____ Data for processing
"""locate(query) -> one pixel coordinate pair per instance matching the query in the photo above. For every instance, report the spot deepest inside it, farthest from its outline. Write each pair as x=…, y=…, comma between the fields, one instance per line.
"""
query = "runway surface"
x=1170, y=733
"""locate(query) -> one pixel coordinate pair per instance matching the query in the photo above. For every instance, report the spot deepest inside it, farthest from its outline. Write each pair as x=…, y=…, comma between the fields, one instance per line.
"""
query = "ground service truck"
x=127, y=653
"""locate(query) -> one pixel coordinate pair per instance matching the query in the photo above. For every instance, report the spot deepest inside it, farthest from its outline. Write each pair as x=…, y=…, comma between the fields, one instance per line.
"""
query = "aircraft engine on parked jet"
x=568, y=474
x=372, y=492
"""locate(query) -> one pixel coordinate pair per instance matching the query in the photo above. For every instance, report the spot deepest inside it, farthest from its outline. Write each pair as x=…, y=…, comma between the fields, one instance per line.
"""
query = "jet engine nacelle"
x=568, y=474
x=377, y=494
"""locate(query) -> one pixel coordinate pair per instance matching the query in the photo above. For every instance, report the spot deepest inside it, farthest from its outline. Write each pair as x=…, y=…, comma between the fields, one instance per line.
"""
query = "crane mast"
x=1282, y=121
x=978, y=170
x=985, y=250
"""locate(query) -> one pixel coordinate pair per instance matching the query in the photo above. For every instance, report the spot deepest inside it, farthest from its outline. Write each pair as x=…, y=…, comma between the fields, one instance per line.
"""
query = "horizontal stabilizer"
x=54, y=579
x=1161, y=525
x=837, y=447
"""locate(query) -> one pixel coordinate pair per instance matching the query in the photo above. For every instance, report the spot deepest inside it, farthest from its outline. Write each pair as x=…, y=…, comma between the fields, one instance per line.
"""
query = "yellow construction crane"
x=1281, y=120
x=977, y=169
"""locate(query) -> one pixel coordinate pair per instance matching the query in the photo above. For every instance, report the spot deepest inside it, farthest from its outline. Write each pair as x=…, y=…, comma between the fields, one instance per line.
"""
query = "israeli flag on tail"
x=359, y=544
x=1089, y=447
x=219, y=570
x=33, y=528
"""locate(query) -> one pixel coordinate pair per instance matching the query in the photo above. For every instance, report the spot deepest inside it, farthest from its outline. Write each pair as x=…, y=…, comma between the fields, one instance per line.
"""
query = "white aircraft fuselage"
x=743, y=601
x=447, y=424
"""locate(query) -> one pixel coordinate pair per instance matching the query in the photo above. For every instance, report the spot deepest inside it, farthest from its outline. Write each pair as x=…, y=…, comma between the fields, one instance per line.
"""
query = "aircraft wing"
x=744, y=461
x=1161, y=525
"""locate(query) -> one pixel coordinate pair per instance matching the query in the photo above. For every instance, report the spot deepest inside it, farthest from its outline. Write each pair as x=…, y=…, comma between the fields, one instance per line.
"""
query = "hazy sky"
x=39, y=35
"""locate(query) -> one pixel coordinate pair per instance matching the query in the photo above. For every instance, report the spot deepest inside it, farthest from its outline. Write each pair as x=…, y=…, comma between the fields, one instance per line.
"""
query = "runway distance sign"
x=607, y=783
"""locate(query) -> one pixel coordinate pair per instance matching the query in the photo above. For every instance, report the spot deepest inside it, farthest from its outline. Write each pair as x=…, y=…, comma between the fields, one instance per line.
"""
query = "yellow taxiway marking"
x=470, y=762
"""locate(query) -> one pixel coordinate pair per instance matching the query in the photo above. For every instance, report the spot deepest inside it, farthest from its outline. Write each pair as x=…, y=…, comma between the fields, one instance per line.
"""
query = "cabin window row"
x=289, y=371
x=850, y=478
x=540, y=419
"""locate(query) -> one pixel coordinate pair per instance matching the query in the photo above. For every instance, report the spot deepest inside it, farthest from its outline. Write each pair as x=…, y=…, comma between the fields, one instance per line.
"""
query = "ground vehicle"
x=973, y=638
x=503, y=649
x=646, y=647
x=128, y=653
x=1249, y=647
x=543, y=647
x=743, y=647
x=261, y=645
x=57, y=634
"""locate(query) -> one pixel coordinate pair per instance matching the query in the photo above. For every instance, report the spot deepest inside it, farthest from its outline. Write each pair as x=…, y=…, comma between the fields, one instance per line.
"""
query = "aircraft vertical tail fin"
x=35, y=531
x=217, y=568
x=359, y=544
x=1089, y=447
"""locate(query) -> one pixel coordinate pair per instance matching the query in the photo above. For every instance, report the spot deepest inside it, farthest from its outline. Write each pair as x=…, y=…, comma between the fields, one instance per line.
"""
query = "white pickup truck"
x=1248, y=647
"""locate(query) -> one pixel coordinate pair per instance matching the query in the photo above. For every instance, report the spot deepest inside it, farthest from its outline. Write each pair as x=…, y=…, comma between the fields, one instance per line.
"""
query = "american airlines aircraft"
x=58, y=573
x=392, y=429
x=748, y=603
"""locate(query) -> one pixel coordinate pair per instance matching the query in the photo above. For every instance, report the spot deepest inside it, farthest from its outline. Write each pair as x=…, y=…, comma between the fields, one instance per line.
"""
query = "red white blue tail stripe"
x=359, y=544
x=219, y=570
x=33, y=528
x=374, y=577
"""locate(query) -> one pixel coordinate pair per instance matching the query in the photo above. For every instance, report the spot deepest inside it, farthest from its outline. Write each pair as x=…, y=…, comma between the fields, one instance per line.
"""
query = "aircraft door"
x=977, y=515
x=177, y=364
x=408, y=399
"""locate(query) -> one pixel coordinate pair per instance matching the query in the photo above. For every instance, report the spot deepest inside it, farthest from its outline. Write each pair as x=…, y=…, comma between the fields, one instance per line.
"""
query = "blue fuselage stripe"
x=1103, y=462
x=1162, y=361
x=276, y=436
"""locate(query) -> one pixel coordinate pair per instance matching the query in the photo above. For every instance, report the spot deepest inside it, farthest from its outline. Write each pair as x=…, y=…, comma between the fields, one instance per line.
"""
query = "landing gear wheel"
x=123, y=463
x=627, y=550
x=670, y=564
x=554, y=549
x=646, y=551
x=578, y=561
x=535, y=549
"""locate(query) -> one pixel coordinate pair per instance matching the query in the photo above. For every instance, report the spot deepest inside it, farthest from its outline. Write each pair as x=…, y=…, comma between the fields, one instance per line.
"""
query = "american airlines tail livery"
________
(Task instructions) The data above should be reproduced in full and exactly.

(Exercise answer)
"""locate(query) -> one pixel coordinate pair per instance matching the query in the photo above. For every instance, report the spot deepest inside it, farthest from its outline. Write each pair as x=…, y=…, comma between the fields, one instance per line.
"""
query = "runway surface"
x=1170, y=733
"""locate(query) -> one pixel coordinate pair per instance matching the query in the photo above. For every instance, report the spot deepest inside it, farthest from its outline. Write each pair as x=…, y=…, comma between the fields, one instance per line.
"""
query = "ground service truck"
x=127, y=653
"""locate(query) -> one pixel coordinate pair per instance matching the query in the photo above. For every instance, report the spot deepest inside it, farthest from its outline. Write each pair as x=…, y=…, comma between the fields, one instance per line.
"""
query = "aircraft engine on parked jet"
x=568, y=474
x=372, y=492
"""locate(query) -> one pixel coordinate pair per instance matching the query in the photo above. For every instance, report the spot deepest inside it, farthest from its outline. Write each pair as x=…, y=…, comma between the fields, one instance per line.
"""
query = "jet engine nacelle"
x=568, y=474
x=377, y=494
"""locate(query) -> one pixel coordinate pair per instance matching the query in the photo above. For every instance, report the spot deepest inside it, farthest from its outline. Write each pair as x=…, y=…, comma between the fields, one instance per line.
"""
query = "crane mast"
x=1282, y=121
x=978, y=170
x=985, y=250
"""locate(query) -> one pixel coordinate pair per instance matching the query in the photo above. For every instance, report the spot deepest inside it, farthest from its outline. Write each pair as x=…, y=…, comma between the fields, one instance per line.
"""
query = "horizontal stabilizer"
x=54, y=579
x=1161, y=525
x=837, y=447
"""locate(query) -> one pixel coordinate pair per instance matching the query in the photo above. For every instance, report the spot deepest inside it, farthest from its outline. Write each pair as x=…, y=…, comma between the fields, one instance per line.
"""
query = "yellow construction crane"
x=1281, y=120
x=977, y=169
"""locate(query) -> one pixel coordinate pair per instance matching the query in the photo above. For every instance, report the spot deepest inside it, farthest from its outline. Write each pair as x=…, y=…, comma between the fields, one instance per line.
"""
query = "israeli flag on tail"
x=359, y=544
x=1089, y=447
x=219, y=570
x=33, y=528
"""locate(query) -> one pixel coordinate pair per instance matching the query in the photo above. For every instance, report the spot deepest inside it, farthest from its outline. Write each pair as x=…, y=…, comma between the fields, one instance per line.
"""
query = "white aircraft fuselage"
x=743, y=601
x=447, y=424
"""locate(query) -> one pixel coordinate pair per instance matching the query in the photo above. For every instance, report the spot deepest inside it, farthest from its outline. Write each pair as x=…, y=…, comma between the fields, one instance per line.
"""
query = "aircraft wing"
x=744, y=461
x=1161, y=525
"""locate(query) -> one pixel coordinate pair per instance matching the query in the photo above. For every instance, report the spot deepest inside it, farthest from its outline. Write each pair as x=…, y=…, comma between the fields, one instance per line.
"""
query = "hazy sky"
x=39, y=35
"""locate(query) -> one pixel coordinate pair per instance matching the query in the photo above. For every instance, report the spot deepest inside it, farthest from its outline. Write each pair as x=…, y=…, comma between the fields, one instance per line.
"""
query = "runway distance sign"
x=607, y=783
"""locate(query) -> one pixel coordinate pair per instance matching the query in the photo above. For every instance, report the spot deepest inside it, farthest from its outline. Write each pair as x=…, y=…, comma between the fields, one instance per line.
"""
query = "yellow taxiway marking"
x=470, y=762
"""locate(query) -> one pixel coordinate pair per instance matching the query in the photo above. For every instance, report the spot deepest inside it, farthest from its outline. Write each pair as x=…, y=…, comma between the fields, one instance per line.
"""
query = "cabin window row"
x=289, y=371
x=850, y=478
x=540, y=419
"""locate(query) -> one pixel coordinate pair per instance matching the query in the photo above. For every instance, report the spot deepest inside it, farthest from its outline. Write each pair as x=…, y=…, comma between the fields, one instance per line.
"""
query = "ground vehicle"
x=973, y=638
x=503, y=649
x=646, y=647
x=128, y=653
x=1249, y=647
x=543, y=647
x=743, y=647
x=261, y=645
x=57, y=634
"""locate(query) -> one pixel coordinate pair per instance matching the query in the photo above. For every instance, report the spot deepest inside it, farthest from its outline. Write each pair as x=…, y=…, comma between the fields, one instance per line.
"""
query = "aircraft vertical tail fin"
x=35, y=531
x=217, y=568
x=359, y=544
x=1089, y=447
"""locate(query) -> one pixel coordinate pair per instance matching the query in the photo above. For every instance, report the spot deepest inside it, farthest from its outline. Write each pair as x=…, y=…, comma between the fields, one instance per line.
"""
query = "white pickup truck"
x=1248, y=647
"""locate(query) -> one pixel coordinate pair per instance matching the query in the photo above. For every instance, report the spot deepest inside it, farthest from its outline. Write each pair as x=…, y=…, comma between the fields, one instance per line.
"""
query = "american airlines aircraft"
x=58, y=573
x=392, y=429
x=748, y=603
"""locate(query) -> one pixel coordinate pair per instance matching the query in the photo above. For every instance, report the spot deepest inside it, farthest from its outline. Write each pair as x=…, y=…, comma between the fields, one instance per line.
"""
query = "red white blue tail stripe"
x=359, y=544
x=219, y=570
x=33, y=528
x=374, y=577
"""locate(query) -> one pixel coordinate pair per instance matching the query in the photo above. For every instance, report the spot deepest inside it, farthest from its outline. Write each pair as x=…, y=…, comma between the fields, one instance per line.
"""
query = "aircraft door"
x=977, y=515
x=177, y=364
x=408, y=399
"""locate(query) -> one pixel coordinate pair per instance matching the query in the photo above. For every instance, report the spot deepest inside it, farthest from its outline. Write each pair as x=…, y=…, comma between the fields, one instance per line.
"""
query = "blue fuselage stripe"
x=1103, y=462
x=1162, y=361
x=276, y=436
"""locate(query) -> one pixel coordinate pair per instance matching the query in the photo above. For every instance, report the spot deepest inside it, farthest from its outline. Write each pair as x=…, y=…, comma between the fields, one instance per line.
"""
query = "landing gear wheel"
x=123, y=463
x=627, y=550
x=670, y=564
x=554, y=549
x=646, y=551
x=578, y=561
x=535, y=549
"""locate(query) -> one pixel coordinate pair per instance matching the query in the photo above. For every instance, report the spot deepest inside it, farthest from its outline. Write each pair as x=…, y=…, comma between the fields, one instance per line.
"""
query = "american airlines tail livery"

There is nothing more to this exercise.